» Request
Identify every line in the records that contains the string "region", with case counting. Copy each of those lines in full.

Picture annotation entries
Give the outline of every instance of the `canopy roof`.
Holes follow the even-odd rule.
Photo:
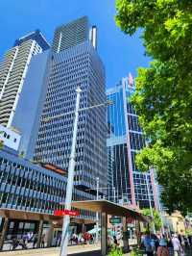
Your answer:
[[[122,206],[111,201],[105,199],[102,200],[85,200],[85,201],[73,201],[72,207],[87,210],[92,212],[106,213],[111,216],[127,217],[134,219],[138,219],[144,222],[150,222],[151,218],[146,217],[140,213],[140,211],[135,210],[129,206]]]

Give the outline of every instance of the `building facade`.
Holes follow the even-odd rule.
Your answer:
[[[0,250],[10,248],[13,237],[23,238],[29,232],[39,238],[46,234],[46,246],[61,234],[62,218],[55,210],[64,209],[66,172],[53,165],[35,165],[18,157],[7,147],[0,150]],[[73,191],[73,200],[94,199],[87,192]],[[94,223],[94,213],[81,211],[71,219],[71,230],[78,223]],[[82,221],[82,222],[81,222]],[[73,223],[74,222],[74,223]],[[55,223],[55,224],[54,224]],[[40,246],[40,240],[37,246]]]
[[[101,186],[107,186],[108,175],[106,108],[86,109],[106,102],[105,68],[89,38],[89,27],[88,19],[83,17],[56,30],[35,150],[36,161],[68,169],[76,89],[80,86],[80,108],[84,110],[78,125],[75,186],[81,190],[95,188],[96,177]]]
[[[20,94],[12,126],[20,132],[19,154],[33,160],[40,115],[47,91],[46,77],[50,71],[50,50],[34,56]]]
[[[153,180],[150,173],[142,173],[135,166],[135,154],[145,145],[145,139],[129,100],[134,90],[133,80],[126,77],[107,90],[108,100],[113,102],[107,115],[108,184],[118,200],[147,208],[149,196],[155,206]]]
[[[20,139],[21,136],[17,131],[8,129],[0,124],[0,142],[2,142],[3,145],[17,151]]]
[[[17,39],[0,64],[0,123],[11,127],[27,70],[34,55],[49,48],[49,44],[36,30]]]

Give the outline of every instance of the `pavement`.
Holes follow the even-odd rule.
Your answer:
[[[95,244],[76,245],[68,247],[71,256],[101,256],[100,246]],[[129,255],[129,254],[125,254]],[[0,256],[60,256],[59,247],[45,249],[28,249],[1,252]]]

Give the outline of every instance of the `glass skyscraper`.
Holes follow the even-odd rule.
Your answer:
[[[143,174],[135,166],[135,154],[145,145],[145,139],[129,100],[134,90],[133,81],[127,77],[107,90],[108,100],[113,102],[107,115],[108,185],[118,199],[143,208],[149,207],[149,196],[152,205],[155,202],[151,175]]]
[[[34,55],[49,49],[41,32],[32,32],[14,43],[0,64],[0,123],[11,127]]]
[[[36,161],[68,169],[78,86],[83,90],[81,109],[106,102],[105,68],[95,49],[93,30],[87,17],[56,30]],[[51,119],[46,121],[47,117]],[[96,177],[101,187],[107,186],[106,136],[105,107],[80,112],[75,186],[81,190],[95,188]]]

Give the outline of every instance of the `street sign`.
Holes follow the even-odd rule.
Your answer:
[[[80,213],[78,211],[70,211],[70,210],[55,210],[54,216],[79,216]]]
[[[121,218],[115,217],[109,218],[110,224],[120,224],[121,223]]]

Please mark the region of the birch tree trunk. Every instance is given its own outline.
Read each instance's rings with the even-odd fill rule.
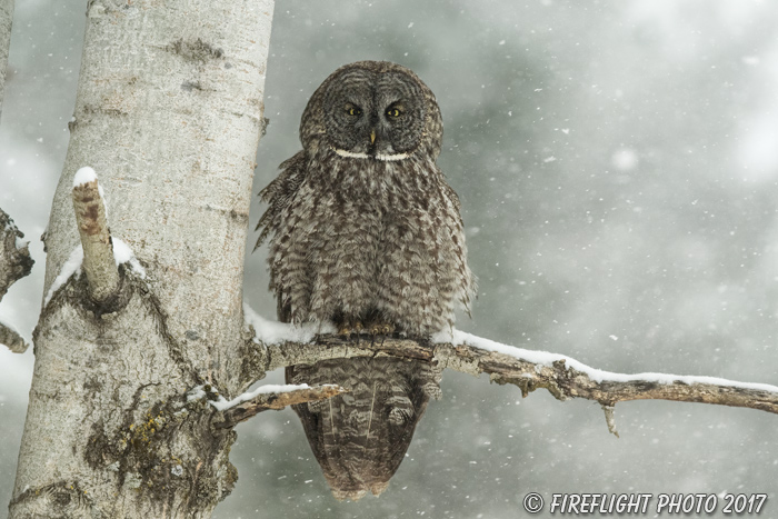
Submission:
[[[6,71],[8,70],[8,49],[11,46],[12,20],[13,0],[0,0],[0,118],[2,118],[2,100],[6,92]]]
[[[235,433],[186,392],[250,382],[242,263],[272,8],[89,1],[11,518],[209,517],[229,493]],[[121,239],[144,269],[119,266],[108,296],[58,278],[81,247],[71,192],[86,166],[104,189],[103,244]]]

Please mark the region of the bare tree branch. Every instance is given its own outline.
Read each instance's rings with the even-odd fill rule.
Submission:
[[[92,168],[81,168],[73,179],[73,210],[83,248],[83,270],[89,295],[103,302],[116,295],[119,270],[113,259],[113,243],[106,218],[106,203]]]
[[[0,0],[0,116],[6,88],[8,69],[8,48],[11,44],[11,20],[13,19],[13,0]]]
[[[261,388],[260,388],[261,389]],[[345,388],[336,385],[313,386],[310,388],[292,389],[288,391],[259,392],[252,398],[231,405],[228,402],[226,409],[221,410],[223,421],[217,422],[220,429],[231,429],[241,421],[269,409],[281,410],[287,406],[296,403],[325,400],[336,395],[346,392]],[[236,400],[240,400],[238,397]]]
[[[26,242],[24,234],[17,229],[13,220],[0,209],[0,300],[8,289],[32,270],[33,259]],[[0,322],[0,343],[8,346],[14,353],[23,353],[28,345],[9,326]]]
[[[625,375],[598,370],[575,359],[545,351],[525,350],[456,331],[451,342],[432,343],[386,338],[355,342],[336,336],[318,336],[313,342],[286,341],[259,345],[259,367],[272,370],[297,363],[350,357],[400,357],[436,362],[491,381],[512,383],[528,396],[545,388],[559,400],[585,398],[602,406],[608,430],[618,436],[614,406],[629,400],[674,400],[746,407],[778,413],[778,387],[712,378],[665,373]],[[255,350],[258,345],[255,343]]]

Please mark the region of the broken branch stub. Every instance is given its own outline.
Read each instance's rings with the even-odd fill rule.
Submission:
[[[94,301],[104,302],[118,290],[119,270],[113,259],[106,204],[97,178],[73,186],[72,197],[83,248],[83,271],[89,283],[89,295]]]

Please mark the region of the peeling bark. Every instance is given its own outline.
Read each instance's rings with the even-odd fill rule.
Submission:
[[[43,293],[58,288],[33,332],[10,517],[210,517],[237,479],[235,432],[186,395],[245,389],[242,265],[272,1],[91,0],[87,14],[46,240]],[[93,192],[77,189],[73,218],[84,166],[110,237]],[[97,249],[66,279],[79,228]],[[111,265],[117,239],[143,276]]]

» Written answer
Please mark the region of the birch tree trunk. Every instance is given its own outline.
Please mark the region of the bare tree branch. Every instance is given its own outline.
Please mark the region of the broken branch stub. Every instance is given its own outline.
Please mark the region of the peeling bark. Every instance is given its own outline.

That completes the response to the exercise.